- Source records:
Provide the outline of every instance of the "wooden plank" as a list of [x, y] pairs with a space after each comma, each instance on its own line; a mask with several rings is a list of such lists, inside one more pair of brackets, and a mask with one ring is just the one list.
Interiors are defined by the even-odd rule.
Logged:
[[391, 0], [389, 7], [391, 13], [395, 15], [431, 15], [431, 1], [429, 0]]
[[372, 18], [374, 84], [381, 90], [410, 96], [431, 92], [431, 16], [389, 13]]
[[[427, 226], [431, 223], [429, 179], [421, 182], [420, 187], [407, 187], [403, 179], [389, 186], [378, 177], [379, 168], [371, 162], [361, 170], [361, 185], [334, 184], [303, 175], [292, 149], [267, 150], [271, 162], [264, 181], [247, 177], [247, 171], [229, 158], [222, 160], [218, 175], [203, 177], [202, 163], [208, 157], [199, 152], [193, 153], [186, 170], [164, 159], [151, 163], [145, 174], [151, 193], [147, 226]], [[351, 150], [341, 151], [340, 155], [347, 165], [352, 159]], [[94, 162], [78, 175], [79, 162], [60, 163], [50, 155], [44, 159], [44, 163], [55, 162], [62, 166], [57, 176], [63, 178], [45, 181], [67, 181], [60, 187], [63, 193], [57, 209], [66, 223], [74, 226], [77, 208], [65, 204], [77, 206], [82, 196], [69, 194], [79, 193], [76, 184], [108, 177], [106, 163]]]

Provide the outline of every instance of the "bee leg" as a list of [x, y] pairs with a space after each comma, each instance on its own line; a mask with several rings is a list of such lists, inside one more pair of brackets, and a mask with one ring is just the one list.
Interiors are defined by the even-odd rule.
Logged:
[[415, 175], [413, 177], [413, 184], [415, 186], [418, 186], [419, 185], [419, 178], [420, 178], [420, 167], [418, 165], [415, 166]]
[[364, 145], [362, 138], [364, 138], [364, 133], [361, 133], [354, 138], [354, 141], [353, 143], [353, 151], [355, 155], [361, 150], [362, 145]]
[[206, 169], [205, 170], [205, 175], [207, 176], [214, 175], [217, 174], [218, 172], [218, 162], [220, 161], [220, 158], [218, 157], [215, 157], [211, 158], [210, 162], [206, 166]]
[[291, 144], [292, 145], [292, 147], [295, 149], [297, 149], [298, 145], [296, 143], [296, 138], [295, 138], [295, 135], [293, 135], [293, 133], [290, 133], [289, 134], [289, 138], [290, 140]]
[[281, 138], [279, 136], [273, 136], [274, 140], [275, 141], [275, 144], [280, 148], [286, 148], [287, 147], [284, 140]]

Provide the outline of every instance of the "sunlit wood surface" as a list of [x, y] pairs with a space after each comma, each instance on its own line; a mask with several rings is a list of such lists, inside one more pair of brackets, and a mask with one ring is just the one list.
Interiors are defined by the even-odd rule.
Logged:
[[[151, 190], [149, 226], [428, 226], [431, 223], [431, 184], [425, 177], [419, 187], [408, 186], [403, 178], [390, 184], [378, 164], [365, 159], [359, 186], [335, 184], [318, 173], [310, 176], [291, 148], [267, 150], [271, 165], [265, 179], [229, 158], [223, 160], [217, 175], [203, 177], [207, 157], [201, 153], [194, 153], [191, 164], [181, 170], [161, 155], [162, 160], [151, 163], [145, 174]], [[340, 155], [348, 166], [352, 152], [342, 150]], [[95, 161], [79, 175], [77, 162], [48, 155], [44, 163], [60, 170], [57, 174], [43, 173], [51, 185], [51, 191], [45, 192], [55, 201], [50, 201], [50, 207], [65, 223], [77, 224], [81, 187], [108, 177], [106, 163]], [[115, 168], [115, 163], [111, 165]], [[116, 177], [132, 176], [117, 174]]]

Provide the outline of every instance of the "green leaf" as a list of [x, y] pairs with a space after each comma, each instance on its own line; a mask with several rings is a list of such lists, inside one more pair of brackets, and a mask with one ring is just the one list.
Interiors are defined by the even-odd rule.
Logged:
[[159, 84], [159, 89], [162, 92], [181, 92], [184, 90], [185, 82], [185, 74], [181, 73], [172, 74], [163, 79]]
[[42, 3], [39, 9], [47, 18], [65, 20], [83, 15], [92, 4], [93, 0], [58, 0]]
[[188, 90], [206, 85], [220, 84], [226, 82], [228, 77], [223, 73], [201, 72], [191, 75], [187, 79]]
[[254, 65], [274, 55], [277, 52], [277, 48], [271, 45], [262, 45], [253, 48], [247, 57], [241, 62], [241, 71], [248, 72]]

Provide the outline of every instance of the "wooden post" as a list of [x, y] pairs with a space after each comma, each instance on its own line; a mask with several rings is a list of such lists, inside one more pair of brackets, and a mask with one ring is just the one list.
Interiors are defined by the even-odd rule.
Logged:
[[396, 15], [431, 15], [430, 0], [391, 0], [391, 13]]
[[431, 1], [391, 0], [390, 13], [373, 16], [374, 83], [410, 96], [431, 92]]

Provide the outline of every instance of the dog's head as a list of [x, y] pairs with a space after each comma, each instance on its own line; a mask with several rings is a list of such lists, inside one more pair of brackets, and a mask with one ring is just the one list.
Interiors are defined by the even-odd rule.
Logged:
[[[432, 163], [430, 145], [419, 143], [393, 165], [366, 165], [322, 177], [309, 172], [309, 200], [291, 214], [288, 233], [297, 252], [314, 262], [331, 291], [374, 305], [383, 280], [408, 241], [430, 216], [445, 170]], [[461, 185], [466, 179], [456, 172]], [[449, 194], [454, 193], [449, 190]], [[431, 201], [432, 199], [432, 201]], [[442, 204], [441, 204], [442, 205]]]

- Instructions to follow:
Please render every line of the material above as a JSON list of strings, one string per line, leaving out blank lines.

- Task answer:
[
  "Provide the outline of every instance of the \"wooden plank\" as a list of [x, y] pairs with a space after each comma, each instance on its own line; a mask with several rings is a list of such lists, inside one more pair of brackets, and a mask with one ring is just the one list.",
  "Interiors are defined by the even-odd rule.",
  "Logged:",
  "[[391, 0], [389, 7], [391, 13], [395, 15], [431, 15], [431, 1], [429, 0]]",
  "[[372, 18], [374, 84], [381, 90], [410, 96], [431, 92], [431, 16], [389, 13]]",
  "[[[427, 226], [431, 223], [429, 179], [421, 182], [420, 187], [407, 187], [403, 179], [389, 186], [378, 177], [379, 168], [371, 162], [361, 170], [361, 185], [334, 184], [303, 175], [292, 149], [267, 150], [271, 162], [264, 181], [247, 177], [247, 171], [229, 158], [222, 160], [218, 175], [203, 177], [202, 163], [208, 157], [199, 152], [193, 153], [186, 170], [164, 159], [151, 163], [145, 174], [151, 193], [147, 226]], [[351, 150], [341, 151], [340, 155], [347, 165], [352, 159]], [[94, 162], [78, 175], [79, 162], [60, 163], [50, 155], [44, 159], [44, 163], [55, 162], [62, 166], [57, 176], [63, 178], [45, 181], [67, 181], [60, 187], [63, 193], [57, 209], [66, 223], [74, 226], [77, 208], [65, 204], [77, 206], [82, 196], [69, 194], [79, 193], [76, 184], [108, 177], [106, 163]]]",
  "Provide the outline of every instance of the \"bee leg\" as a list of [x, y] pairs with a space after each comma, each instance on its own line; a mask with several rings is a list of such lists, inside one more pair of brackets, and a mask with one ring is just the one list.",
  "Interiors are defined by the even-odd rule.",
  "Logged:",
  "[[415, 175], [413, 177], [413, 184], [415, 186], [418, 186], [419, 185], [419, 178], [420, 178], [420, 167], [418, 165], [415, 166]]",
  "[[364, 145], [362, 138], [364, 138], [364, 133], [361, 133], [354, 138], [354, 141], [353, 143], [353, 151], [355, 155], [361, 150], [362, 145]]",
  "[[206, 169], [205, 170], [205, 175], [207, 176], [214, 175], [217, 174], [218, 172], [218, 162], [220, 161], [220, 158], [218, 157], [215, 157], [211, 158], [210, 162], [206, 166]]",
  "[[291, 144], [292, 145], [292, 147], [295, 149], [297, 149], [298, 145], [296, 143], [296, 138], [295, 138], [295, 135], [293, 135], [293, 133], [290, 133], [289, 134], [289, 138], [290, 140]]",
  "[[281, 138], [279, 136], [273, 136], [274, 140], [275, 141], [275, 144], [280, 148], [286, 148], [287, 147], [284, 140]]",
  "Provide the outline of every instance of the \"sunlit wood surface\" as a list of [x, y] pairs with a space after each comma, each instance on its own line; a mask with several rings is a list of such lists, inside one more pair of brackets, and a mask with one ring is just the one list.",
  "Interiors are defined by the even-odd rule.",
  "Logged:",
  "[[[151, 190], [149, 226], [428, 226], [431, 223], [431, 184], [425, 177], [419, 187], [408, 186], [403, 178], [390, 184], [378, 164], [365, 159], [359, 186], [335, 184], [318, 173], [310, 176], [291, 148], [267, 150], [271, 165], [265, 179], [229, 158], [223, 160], [217, 175], [203, 177], [207, 157], [201, 153], [194, 153], [191, 164], [181, 170], [161, 155], [162, 160], [151, 163], [145, 174]], [[340, 155], [348, 166], [352, 152], [342, 150]], [[95, 161], [79, 175], [77, 162], [48, 155], [44, 163], [60, 170], [57, 174], [43, 173], [51, 185], [51, 191], [45, 192], [55, 201], [50, 201], [50, 207], [65, 223], [77, 224], [81, 187], [108, 177], [106, 163]], [[115, 168], [115, 163], [111, 165]], [[116, 177], [132, 176], [117, 174]]]",
  "Provide the outline of every instance of the \"green leaf\" as a list of [x, y] pairs with a space after each comma, each instance on its own line; a mask with several rings is a list of such lists, inside one more pair of brackets, and a mask with one ring is just the one list.",
  "Interiors are defined by the even-odd rule.",
  "Logged:",
  "[[159, 84], [159, 89], [162, 92], [181, 92], [184, 90], [185, 82], [185, 74], [181, 73], [172, 74], [163, 79]]",
  "[[42, 3], [39, 9], [47, 18], [65, 20], [83, 15], [92, 4], [93, 0], [58, 0]]",
  "[[188, 90], [206, 85], [220, 84], [226, 82], [228, 77], [223, 73], [201, 72], [191, 75], [187, 79]]",
  "[[254, 65], [274, 55], [277, 52], [277, 48], [271, 45], [262, 45], [253, 48], [247, 57], [241, 62], [241, 71], [248, 72]]",
  "Provide the outline of every instance of the \"wooden post\" as a list of [x, y] pairs with a space after each comma, each instance on its own line; a mask with several rings is a list of such lists, inside one more pair of brackets, and a mask with one ring is just the one list.",
  "Interiors are defined by the even-odd rule.",
  "Logged:",
  "[[396, 15], [431, 15], [430, 0], [391, 0], [391, 13]]",
  "[[431, 1], [391, 0], [390, 13], [373, 16], [374, 83], [410, 96], [431, 92]]",
  "Provide the outline of every instance of the dog's head as a list of [x, y] pairs with a space after each comma, each instance on its own line; a mask with several rings is a list of such lists, inside one more pair of brackets, and a mask with one ring is just the one list.",
  "Interiors are defined by the even-odd rule.",
  "Logged:",
  "[[[432, 163], [430, 145], [419, 143], [393, 165], [366, 165], [322, 177], [309, 172], [309, 200], [291, 214], [288, 233], [297, 252], [314, 262], [331, 291], [374, 305], [383, 280], [408, 241], [430, 216], [445, 170]], [[461, 185], [466, 179], [456, 172]], [[449, 194], [454, 193], [449, 190]], [[431, 201], [432, 199], [432, 201]], [[442, 204], [441, 204], [442, 205]]]"
]